DATA SHOWN Start Marker

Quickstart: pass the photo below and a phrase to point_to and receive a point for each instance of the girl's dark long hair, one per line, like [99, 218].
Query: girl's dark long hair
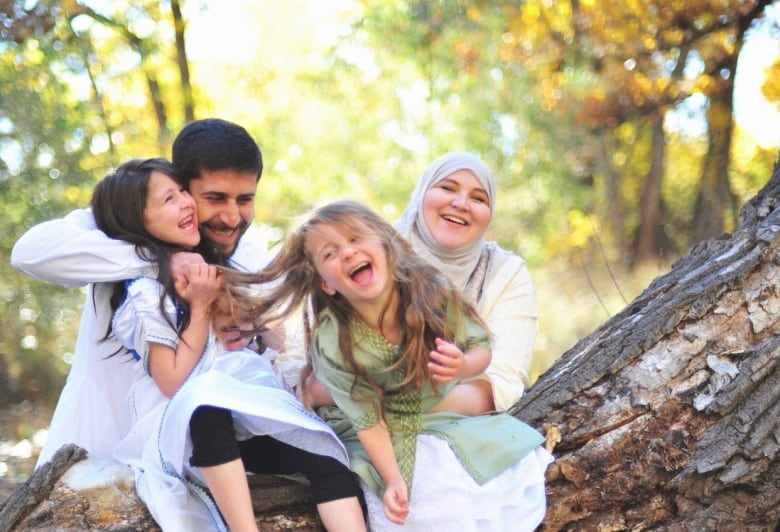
[118, 203]
[427, 301]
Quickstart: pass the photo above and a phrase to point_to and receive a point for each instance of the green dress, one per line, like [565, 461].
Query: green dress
[485, 445]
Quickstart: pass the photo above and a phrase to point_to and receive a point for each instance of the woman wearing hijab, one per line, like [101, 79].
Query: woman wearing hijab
[445, 221]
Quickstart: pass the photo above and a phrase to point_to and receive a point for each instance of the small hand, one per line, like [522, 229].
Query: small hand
[446, 362]
[180, 265]
[396, 501]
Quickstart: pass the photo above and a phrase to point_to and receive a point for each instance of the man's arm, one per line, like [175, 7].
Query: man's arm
[72, 251]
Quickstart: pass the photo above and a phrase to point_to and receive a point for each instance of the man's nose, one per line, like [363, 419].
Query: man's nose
[231, 215]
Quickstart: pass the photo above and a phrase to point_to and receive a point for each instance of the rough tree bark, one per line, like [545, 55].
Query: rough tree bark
[667, 417]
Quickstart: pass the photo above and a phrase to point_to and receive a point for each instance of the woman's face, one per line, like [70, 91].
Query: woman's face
[456, 210]
[352, 263]
[169, 214]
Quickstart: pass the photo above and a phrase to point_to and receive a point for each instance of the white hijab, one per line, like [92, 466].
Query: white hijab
[459, 263]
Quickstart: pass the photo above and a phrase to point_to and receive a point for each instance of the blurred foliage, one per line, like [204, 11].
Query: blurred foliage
[355, 98]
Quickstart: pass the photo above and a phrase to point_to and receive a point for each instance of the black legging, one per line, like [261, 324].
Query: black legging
[214, 443]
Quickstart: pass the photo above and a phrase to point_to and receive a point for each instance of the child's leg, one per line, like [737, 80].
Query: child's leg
[335, 489]
[216, 453]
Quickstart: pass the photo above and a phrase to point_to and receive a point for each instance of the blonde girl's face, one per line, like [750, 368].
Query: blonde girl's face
[457, 210]
[170, 214]
[350, 261]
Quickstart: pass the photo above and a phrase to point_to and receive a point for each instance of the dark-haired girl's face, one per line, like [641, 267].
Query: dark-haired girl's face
[456, 210]
[170, 213]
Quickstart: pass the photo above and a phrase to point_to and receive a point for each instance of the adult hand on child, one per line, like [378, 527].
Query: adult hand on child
[446, 363]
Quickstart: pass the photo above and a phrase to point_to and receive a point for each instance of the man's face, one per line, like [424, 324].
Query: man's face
[226, 206]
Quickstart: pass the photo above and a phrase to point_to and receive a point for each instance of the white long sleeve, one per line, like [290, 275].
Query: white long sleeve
[508, 306]
[72, 251]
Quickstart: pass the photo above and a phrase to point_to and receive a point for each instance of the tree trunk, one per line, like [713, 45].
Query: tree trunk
[183, 63]
[667, 417]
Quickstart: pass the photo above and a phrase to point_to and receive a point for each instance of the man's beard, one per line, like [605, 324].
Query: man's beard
[213, 253]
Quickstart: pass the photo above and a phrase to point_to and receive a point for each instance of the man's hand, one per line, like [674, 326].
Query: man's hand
[396, 501]
[446, 362]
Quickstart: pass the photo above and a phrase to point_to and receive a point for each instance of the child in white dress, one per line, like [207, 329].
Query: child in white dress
[391, 337]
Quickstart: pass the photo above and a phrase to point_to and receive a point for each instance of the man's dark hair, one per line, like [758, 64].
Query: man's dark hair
[215, 144]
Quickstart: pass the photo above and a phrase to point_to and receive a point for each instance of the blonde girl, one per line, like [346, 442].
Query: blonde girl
[390, 338]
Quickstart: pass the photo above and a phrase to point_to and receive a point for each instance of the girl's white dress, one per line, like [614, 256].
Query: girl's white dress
[158, 446]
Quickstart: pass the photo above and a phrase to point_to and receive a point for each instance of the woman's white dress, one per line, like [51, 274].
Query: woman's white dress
[158, 446]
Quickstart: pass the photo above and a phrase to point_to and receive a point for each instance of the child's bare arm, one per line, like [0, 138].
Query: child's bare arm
[170, 368]
[379, 448]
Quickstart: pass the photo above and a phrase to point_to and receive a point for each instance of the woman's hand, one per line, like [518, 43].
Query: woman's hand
[396, 501]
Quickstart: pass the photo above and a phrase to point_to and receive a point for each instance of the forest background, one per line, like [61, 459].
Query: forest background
[621, 133]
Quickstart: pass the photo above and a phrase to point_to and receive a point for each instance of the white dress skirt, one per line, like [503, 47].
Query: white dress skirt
[445, 497]
[158, 446]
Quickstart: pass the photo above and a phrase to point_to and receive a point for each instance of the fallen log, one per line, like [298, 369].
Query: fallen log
[668, 416]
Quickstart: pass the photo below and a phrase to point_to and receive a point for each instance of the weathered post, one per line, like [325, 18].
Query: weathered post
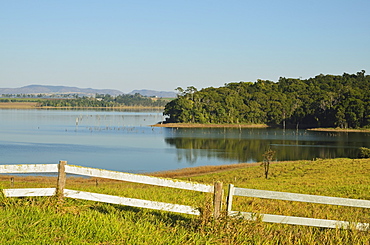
[217, 200]
[61, 179]
[230, 199]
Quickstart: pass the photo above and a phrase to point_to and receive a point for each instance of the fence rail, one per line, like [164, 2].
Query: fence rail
[62, 168]
[235, 191]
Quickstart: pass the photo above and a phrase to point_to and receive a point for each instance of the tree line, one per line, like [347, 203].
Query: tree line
[323, 101]
[106, 100]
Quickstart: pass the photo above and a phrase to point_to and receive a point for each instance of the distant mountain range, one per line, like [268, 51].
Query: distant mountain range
[49, 90]
[150, 93]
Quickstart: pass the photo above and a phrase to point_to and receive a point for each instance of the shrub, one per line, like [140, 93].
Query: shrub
[364, 152]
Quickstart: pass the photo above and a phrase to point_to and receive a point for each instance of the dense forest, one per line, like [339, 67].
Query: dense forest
[323, 101]
[106, 100]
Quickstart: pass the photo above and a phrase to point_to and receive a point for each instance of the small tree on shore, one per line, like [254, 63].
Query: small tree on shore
[268, 156]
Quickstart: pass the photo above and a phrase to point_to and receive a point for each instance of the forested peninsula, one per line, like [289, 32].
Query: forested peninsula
[323, 101]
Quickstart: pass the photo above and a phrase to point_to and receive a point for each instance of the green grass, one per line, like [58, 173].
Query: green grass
[45, 220]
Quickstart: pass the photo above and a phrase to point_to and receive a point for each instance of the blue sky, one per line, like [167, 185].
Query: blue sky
[162, 45]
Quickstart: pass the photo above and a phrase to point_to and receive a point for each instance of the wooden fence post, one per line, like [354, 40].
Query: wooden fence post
[217, 200]
[230, 199]
[61, 178]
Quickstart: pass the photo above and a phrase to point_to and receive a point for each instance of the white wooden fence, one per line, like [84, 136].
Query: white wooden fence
[234, 191]
[62, 168]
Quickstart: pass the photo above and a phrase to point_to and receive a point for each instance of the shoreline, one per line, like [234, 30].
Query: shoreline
[340, 130]
[199, 125]
[33, 105]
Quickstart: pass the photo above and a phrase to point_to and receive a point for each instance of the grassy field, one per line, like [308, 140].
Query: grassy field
[49, 221]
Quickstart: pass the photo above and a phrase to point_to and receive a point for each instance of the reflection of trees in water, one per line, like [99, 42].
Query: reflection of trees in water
[247, 150]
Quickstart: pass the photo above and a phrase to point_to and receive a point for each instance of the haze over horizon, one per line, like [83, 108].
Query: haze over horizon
[161, 45]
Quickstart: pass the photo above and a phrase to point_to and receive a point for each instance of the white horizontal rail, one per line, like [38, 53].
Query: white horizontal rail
[291, 220]
[143, 179]
[29, 192]
[131, 202]
[29, 168]
[301, 197]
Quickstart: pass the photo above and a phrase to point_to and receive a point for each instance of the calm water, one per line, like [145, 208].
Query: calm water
[123, 141]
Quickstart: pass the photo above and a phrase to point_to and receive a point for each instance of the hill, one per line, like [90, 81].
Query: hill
[151, 93]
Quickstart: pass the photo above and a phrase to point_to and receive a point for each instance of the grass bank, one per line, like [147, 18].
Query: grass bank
[48, 221]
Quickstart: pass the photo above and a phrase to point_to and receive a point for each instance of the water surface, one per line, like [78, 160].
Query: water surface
[125, 141]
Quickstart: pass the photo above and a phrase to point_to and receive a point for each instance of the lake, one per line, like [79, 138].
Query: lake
[125, 141]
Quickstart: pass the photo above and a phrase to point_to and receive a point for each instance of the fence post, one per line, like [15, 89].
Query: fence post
[217, 200]
[61, 178]
[230, 199]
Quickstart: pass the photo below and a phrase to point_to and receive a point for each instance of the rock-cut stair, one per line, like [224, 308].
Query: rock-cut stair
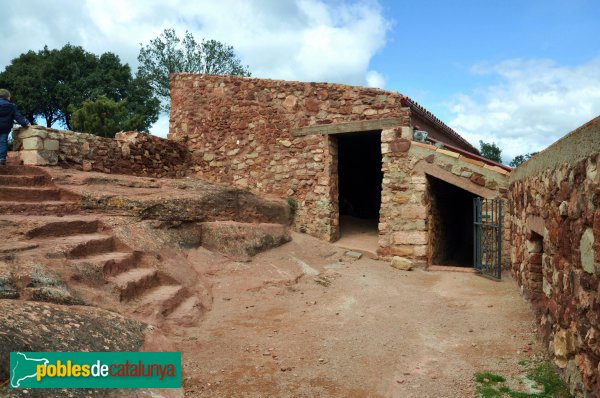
[109, 273]
[30, 190]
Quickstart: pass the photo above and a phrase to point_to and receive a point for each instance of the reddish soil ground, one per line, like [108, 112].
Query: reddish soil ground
[303, 320]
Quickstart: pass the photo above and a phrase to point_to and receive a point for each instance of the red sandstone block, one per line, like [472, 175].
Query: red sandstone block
[535, 258]
[472, 161]
[426, 146]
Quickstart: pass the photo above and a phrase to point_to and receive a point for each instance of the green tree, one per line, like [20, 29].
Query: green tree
[26, 78]
[490, 151]
[105, 116]
[51, 84]
[519, 159]
[169, 54]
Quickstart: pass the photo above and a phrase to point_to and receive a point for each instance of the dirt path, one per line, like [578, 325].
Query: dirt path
[305, 321]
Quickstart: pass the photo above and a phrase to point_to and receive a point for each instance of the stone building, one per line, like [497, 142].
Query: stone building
[555, 226]
[340, 154]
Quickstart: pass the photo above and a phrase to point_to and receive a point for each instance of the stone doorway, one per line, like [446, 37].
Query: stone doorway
[359, 188]
[450, 224]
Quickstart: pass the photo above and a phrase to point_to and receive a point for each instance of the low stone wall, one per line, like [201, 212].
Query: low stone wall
[555, 226]
[131, 153]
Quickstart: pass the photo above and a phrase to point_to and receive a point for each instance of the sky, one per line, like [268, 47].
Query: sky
[520, 73]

DATA SHOWN End Marker

ACTIVITY ▸ All lines in the data above from the one with "like [363, 419]." through the one with "like [70, 91]." must be repeated exactly, and no others.

WRITTEN ANSWER ▸
Quickstart: pass the photo above and a phrase to point_to and receive a point for each instance of the man's nose, one per line, like [363, 419].
Query: man's nose
[231, 215]
Quickstart: pass the photo above and a phrase to point_to and receive a point for each instance of the rough tree bark, one per line, like [545, 55].
Query: rough tree bark
[667, 417]
Quickstart: pass the photo above and a phrase to point_to and receive a point for each instance of the woman's face, one per line, like [70, 91].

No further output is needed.